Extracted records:
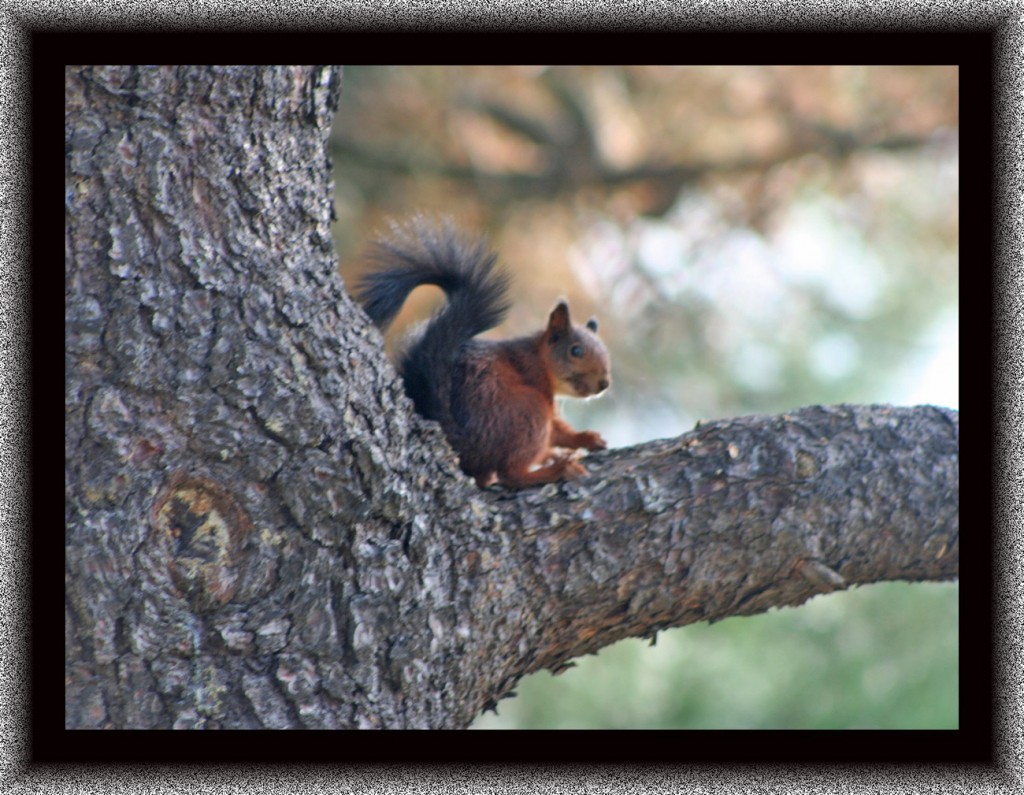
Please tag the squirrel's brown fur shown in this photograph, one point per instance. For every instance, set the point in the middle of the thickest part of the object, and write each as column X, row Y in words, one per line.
column 495, row 400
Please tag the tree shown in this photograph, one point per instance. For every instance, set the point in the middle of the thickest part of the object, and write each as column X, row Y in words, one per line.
column 261, row 533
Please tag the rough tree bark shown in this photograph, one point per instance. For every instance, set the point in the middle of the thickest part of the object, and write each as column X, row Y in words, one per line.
column 260, row 533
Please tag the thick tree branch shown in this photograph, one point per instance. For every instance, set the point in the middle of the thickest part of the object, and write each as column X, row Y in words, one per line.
column 260, row 533
column 733, row 518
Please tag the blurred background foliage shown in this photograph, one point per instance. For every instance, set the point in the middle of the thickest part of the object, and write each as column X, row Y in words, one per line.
column 752, row 239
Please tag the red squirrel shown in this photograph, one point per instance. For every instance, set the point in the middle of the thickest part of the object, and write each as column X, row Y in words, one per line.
column 494, row 400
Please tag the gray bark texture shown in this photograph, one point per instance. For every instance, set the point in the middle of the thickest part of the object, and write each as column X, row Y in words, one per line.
column 260, row 532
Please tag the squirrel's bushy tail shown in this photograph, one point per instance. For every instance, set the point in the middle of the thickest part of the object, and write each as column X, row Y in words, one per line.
column 425, row 251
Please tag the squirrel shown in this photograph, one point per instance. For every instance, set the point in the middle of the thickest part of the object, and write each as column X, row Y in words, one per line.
column 495, row 400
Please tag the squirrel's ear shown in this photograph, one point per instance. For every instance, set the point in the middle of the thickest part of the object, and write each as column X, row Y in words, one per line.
column 559, row 320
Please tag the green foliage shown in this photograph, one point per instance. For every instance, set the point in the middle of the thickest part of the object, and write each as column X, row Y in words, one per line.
column 753, row 239
column 884, row 656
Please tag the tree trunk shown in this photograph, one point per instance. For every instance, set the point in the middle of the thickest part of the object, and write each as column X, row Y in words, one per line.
column 260, row 533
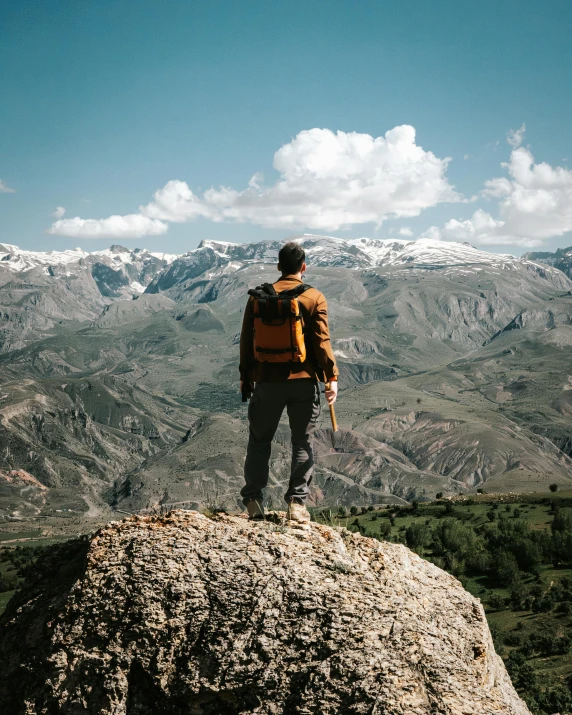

AIM: Update the whole listing so that "photograph" becomes "image" wherever it appears, with nothing else altered. Omit the pictures from your version.

ANSWER TO THE TASK:
Please tag the squirrel's brown fur shown in this image, one point per instance. For every instance, set the point in the middle of the thickest part of the object, and write each as column X, row Y in words, one per line.
column 495, row 400
Please tag the tree shown in this image, one point per instance. For every instance, set the point in the middle of the thickest part of the object, and write each as column X, row Y in words, one per line.
column 261, row 533
Please tag the rough tree bark shown in this image, one point per instance. For every instance, set the point in the middle of the thickest part of the object, and write each as column X, row Y in words, one per line.
column 260, row 533
Please tag the thick tree branch shown in this image, one point per instance. For every instance, set the point in the middle of the thickest part of the object, and write each as column X, row Y in words, one per line.
column 260, row 533
column 733, row 518
Please tag the blurred background foliage shown in this image, one point per instance. For every instance, set the point in the middle of the thickest part of the object, and write each as column X, row Y in words, one per line.
column 752, row 239
Please tag the red squirrel shown in this image, one point per instance. For every instance, set the point in the middle of the thickest part of the object, and write each as column X, row Y in words, one per line.
column 494, row 400
Please tag the gray bark texture shown in this image, one point per instance. For every instance, set the point in the middle of the thickest part of the object, and write each as column X, row Y in words, one per line.
column 260, row 532
Please tag the squirrel's bushy tail shown in this image, one point per instance. For every instance, set the point in the middle of the thickest part of the object, and write each as column X, row Y in words, one per line.
column 425, row 251
Please tag the squirrel shown in this image, one point per instance. For every instance, set the point in the middle of the thickest part of the object, and write each as column X, row Y in words, one per line.
column 495, row 400
Please tag the squirrel's ear shown in this image, one point per instance. For every instance, set the point in the middle of the thickest part of the object, and write each as column X, row Y in words, one per line.
column 559, row 320
Please tag the green foliage shown in this image, one point per instance. For every instance, set the point in the middle of the thickest part of the object, and write each as column X, row Y in words, one per line.
column 753, row 239
column 884, row 656
Please tag the tree trunk shown in this image, one point per instance. For every instance, set the point in the middle of the thickest part of the object, and write each as column X, row Y in words, one per line.
column 260, row 533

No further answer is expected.